Work required
Could you give the data below again, exactly and completely?

Dataset entries
^^^^^^^^

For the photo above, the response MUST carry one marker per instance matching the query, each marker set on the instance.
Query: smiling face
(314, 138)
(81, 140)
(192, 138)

^^^^^^^^

Answer for the task
For the photo above, the response MUST carry one marker per instance matching the query, each marker set on the instance.
Query: smiling face
(314, 138)
(81, 140)
(192, 138)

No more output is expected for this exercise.